## GOAL
Copy the part of the items below that opens with the line containing "of the green" and closes with the last item, requests included, and raise every answer coordinate in it by 80.

## RECORDS FOR PROCESSING
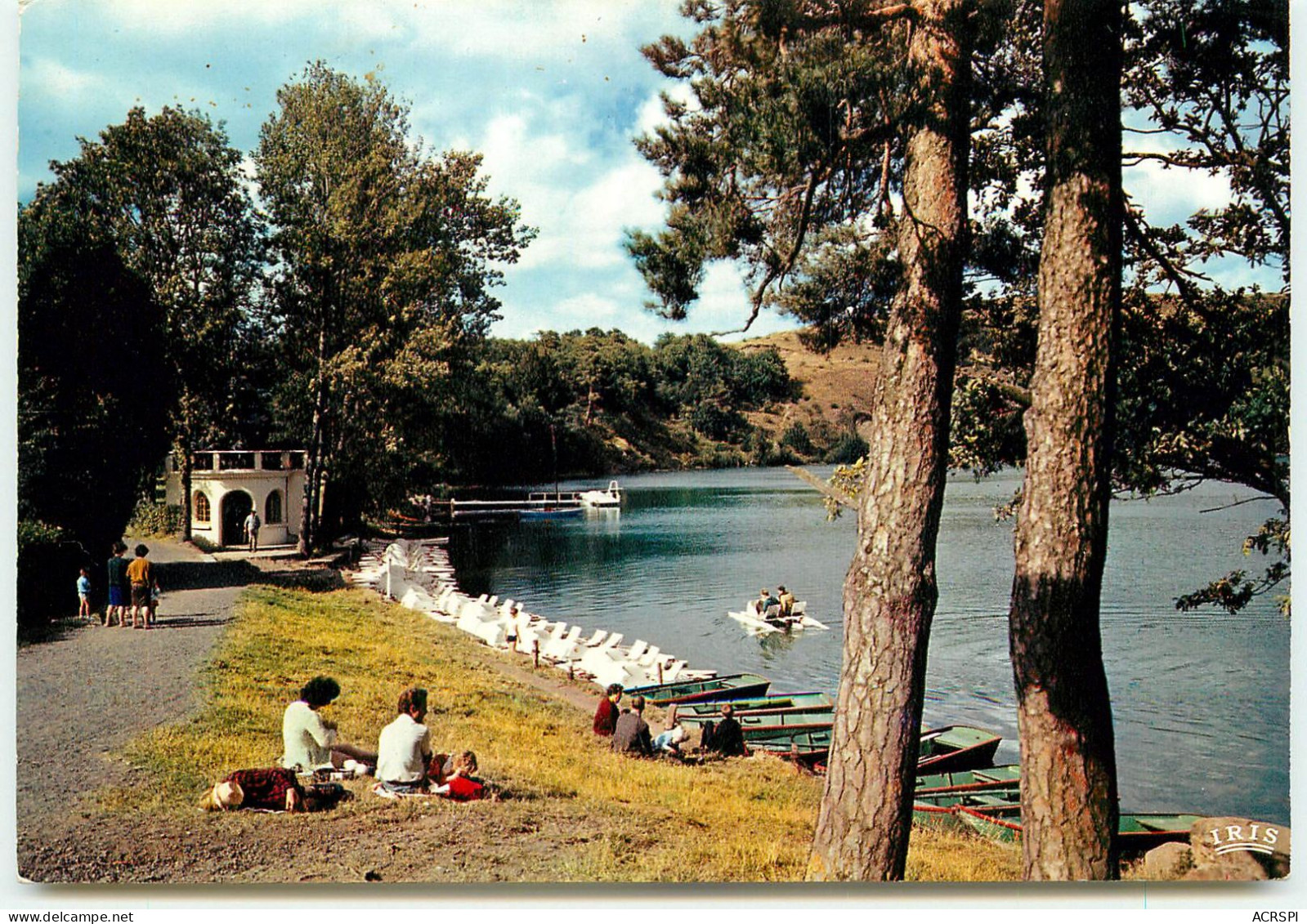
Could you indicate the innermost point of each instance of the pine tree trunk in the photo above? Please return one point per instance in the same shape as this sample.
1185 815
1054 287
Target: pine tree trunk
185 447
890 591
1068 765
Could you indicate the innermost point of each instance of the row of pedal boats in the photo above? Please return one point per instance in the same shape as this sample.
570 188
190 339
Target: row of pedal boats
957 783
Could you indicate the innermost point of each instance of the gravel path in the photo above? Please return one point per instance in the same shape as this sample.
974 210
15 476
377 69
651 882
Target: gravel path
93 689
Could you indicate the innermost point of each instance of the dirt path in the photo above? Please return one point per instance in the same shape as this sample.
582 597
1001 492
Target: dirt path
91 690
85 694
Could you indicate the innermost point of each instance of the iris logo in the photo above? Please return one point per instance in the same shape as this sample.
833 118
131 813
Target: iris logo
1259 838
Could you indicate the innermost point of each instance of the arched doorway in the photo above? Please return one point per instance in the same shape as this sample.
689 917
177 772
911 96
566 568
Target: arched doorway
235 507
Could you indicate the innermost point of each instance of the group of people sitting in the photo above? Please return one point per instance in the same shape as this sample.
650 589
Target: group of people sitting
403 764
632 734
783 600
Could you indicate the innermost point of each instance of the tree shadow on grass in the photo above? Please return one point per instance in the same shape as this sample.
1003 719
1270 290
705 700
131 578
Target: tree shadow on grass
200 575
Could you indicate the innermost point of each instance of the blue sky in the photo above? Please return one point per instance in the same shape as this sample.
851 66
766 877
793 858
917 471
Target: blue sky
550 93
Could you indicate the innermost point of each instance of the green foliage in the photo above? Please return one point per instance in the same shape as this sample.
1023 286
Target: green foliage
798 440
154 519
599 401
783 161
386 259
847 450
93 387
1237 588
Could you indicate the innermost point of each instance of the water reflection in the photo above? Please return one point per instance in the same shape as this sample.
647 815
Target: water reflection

## ANSWER TO THE PROBLEM
Could you indicate the innermost point of each instance of the green foliage in the photo above? Please return one point per instance in the same shape as this sample.
1023 286
Target: green foliage
878 520
234 599
679 481
863 241
466 339
927 530
173 467
1317 668
Could you indicate the innermost point of each instance of the water reflection in the photo above? Please return one point per instance in the same shape as this sample.
647 815
Target: water reflection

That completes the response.